● **Prompt**: Continue the key points on brain biology from where they stop, keeping their bulleted style.

Biology of the Brain - Key Points

The Brain - General Features
- The brain is the most complex structure in the known Universe!
- It possesses many highly specialized component parts each associated with specific
tasks, for example memory and vision.
- The functioning of the human brain not only allows us to sense our environment and
coordinate movements but also gives rise to attributes such as consciousness.
- The latter is difficult to define but includes such attributes as a sense of past and
future, an inner voice and self-awareness. Intelligence appears to be the outward sign of
a conscious being.
- It is the result of millions of years of evolution - the distant origins of the human
brain can be seen in simple reptiles and mammals.
The Human Cortex
- The most striking feature of the human brain is seen in the cortex. This is the folded,
hemispherical structure which constitutes the bulk of the visible brain.
- It is not present in reptiles.
- The cortex is relatively recent. It is perhaps one hundred thousand years old and is the
part of the brain most closely associated with our ability to form complex representations
of the external world, to reason logically and to use language.
- It is much more dominant in humans than in any other species.
- Regions of the cortex control vision, our auditory senses, voluntary movement and touch
sensations. It is also crucial for long term memory.
Neurons and Networks
- The central nervous system is composed of something like one hundred billion nerve cells
or neurons.
- Each nerve cell or neuron possesses a single axon along which it can pass electrical
signals to other neurons. Incoming signals are carried by a neuron's dendrites which form
a tree-like structure around the neuron.
- Neurons are about one micron (1 millionth meter) in diameter. The dendrites are perhaps
ten times this in length while the axon varies from a millimeter up to one meter in
length.

● **Provided data**:
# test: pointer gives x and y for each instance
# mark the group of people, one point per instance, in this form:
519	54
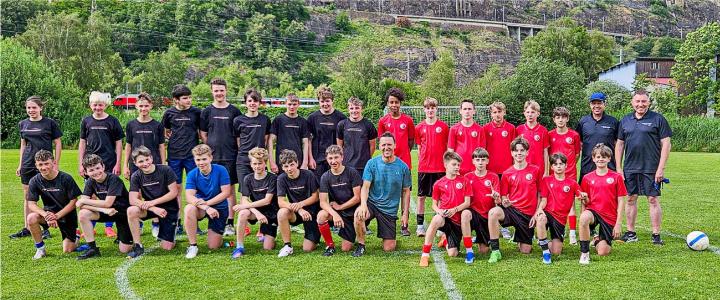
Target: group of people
319	173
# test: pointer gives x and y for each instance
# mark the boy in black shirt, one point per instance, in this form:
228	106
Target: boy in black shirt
59	193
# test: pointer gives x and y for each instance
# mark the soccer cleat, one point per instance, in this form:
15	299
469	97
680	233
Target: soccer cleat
495	256
191	252
90	253
469	257
39	253
585	258
229	230
424	260
329	251
20	234
238	252
359	251
285	251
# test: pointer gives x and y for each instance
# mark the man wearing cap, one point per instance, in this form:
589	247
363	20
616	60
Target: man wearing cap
596	128
644	139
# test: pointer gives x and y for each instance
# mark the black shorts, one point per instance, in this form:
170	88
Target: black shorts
426	182
120	219
167	226
521	222
556	230
606	229
387	224
229	166
480	225
641	184
27	174
312	232
453	233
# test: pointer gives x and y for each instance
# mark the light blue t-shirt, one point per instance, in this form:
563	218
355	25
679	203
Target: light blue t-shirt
207	187
386	183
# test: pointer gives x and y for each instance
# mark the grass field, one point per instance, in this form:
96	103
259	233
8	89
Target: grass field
638	270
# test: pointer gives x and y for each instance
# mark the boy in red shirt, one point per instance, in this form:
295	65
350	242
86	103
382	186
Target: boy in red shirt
451	197
485	185
431	136
519	191
566	141
603	200
466	136
557	195
402	128
536	135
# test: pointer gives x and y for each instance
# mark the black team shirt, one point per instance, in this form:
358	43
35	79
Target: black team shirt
183	125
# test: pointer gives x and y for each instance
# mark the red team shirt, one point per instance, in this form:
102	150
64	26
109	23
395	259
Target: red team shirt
481	186
432	140
560	196
568	144
521	187
464	140
539	140
449	193
498	140
402	129
603	193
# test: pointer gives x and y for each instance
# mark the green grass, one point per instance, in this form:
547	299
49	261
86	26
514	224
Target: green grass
637	270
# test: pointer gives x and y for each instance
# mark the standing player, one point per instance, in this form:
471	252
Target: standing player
386	186
207	190
216	128
357	136
258	202
323	130
644	139
101	134
603	202
519	187
536	135
290	131
153	194
431	136
566	141
104	199
36	133
451	197
339	197
466	136
58	192
557	195
298	201
403	130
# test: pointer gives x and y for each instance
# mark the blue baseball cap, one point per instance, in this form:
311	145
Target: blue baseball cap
597	96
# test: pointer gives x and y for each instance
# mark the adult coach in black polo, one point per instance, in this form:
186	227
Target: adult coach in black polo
596	128
644	139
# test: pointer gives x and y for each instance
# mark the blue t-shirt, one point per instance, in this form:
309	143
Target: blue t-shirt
386	183
208	186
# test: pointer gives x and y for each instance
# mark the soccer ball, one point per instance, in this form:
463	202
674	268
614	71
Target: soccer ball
697	240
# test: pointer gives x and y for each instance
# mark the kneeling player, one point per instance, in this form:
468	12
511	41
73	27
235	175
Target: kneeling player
603	202
258	202
206	191
451	197
298	202
153	194
111	205
519	191
557	195
59	193
339	197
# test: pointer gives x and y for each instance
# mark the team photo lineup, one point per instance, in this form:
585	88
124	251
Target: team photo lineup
317	177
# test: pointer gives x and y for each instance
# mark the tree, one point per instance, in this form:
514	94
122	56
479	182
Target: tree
697	56
567	42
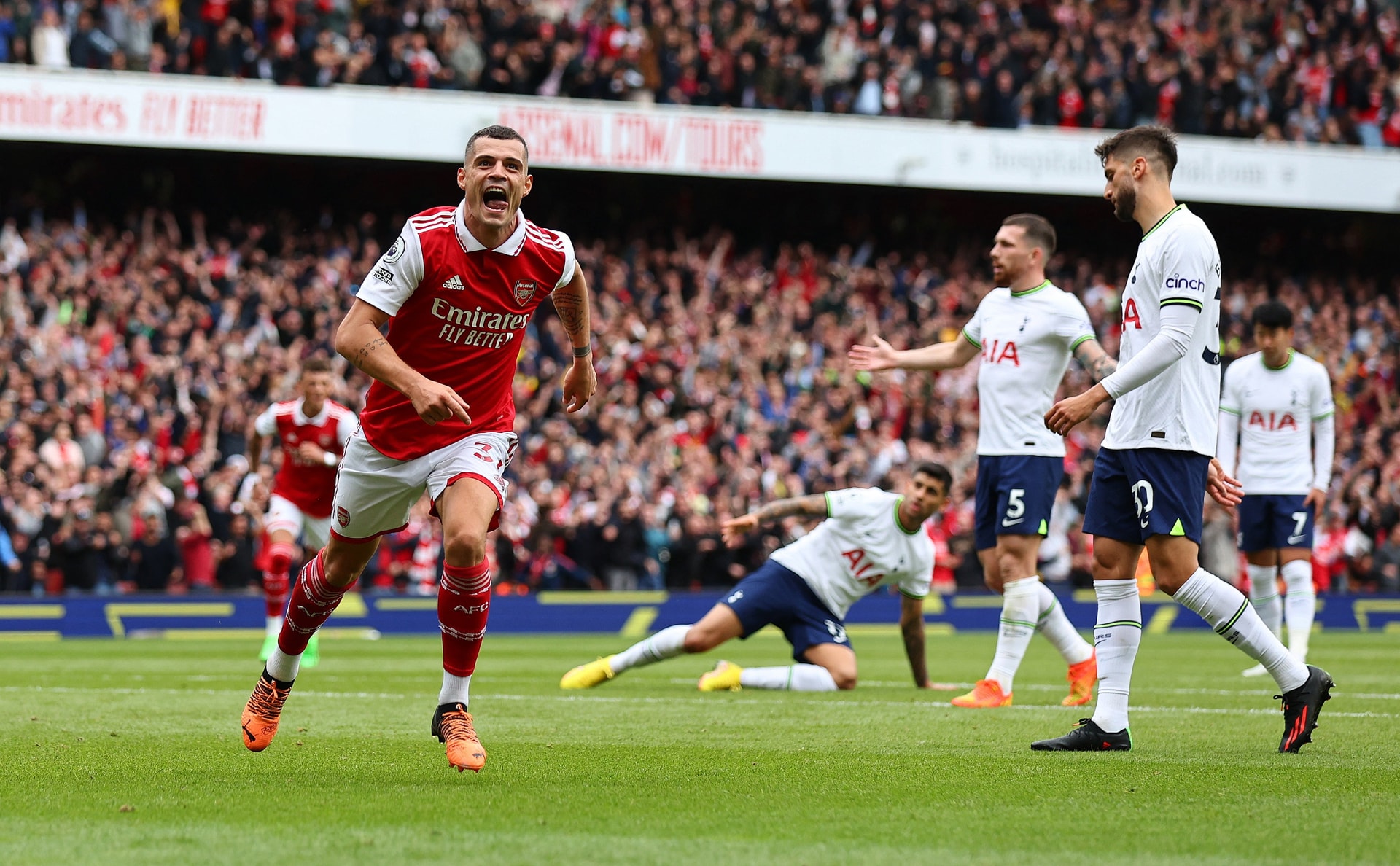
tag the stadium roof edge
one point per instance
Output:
(138, 109)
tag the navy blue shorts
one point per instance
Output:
(1138, 493)
(779, 596)
(1273, 520)
(1014, 497)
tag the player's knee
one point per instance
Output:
(699, 640)
(993, 580)
(1109, 569)
(1171, 578)
(465, 547)
(844, 679)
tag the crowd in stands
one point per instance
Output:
(1298, 70)
(135, 356)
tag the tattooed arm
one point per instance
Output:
(1092, 357)
(572, 305)
(360, 342)
(734, 529)
(911, 628)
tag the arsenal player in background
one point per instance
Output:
(456, 290)
(313, 433)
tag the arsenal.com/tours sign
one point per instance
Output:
(216, 114)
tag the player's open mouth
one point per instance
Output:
(496, 200)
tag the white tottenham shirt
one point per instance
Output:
(1025, 340)
(858, 547)
(1275, 413)
(1178, 265)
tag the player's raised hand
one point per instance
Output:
(1070, 412)
(580, 383)
(874, 357)
(1223, 487)
(734, 529)
(436, 403)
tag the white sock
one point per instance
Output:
(1019, 610)
(281, 666)
(1057, 628)
(1299, 606)
(796, 677)
(665, 644)
(1231, 616)
(1116, 637)
(1263, 595)
(455, 689)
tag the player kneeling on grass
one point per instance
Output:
(868, 539)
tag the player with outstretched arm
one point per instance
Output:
(1025, 332)
(456, 290)
(868, 539)
(1155, 467)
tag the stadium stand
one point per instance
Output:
(136, 350)
(1256, 69)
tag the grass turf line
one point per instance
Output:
(645, 770)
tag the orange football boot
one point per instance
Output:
(263, 711)
(986, 693)
(453, 725)
(1083, 677)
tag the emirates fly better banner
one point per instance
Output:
(214, 114)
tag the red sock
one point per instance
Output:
(313, 601)
(275, 592)
(464, 604)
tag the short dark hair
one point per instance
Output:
(1038, 231)
(502, 133)
(937, 472)
(1151, 141)
(1273, 313)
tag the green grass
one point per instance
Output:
(646, 770)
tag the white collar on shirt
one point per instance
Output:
(300, 417)
(511, 246)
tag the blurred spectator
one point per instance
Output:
(1248, 69)
(132, 350)
(51, 44)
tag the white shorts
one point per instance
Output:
(374, 493)
(311, 534)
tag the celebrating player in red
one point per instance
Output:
(313, 432)
(456, 292)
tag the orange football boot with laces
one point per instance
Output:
(984, 694)
(453, 725)
(1083, 677)
(263, 711)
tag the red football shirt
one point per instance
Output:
(458, 316)
(306, 485)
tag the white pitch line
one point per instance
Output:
(1365, 695)
(671, 700)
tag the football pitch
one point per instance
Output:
(128, 752)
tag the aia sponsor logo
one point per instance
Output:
(1273, 421)
(996, 351)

● **Task answer**:
- The signal from one neuron reaches another at the junction of axon and dendrite -- the
synaptic gap.
- The typical voltages associated to these signals are small (tens of millivolts) and
travel at about two hundred miles an hour (100 meters per second)
- Typically neurons can only fire once every millisecond (one thousandth of a second)
- Different patterns of electrical firing activity are associated with different brain
functions.
Learning and Connections
- The brain is both robust (able to function in the event of severed connections and/or
dead neurons) and plastic - able to adapt to new memories and functions.
- This is due to ability of the brain to form new connections between neurons. These
connections take place at synapses and are mediated by the release of neurotransmitter
chemicals.
- These neurotransmitters alter the effective strength of the signal which can pass
between neurons.
- During our early years and during any kind of learning process these connections form
and change their strengths.
- The power of the brain as a computational device derives from the complex network of
neural pathways and the simultaneous processing capability of all the neurons.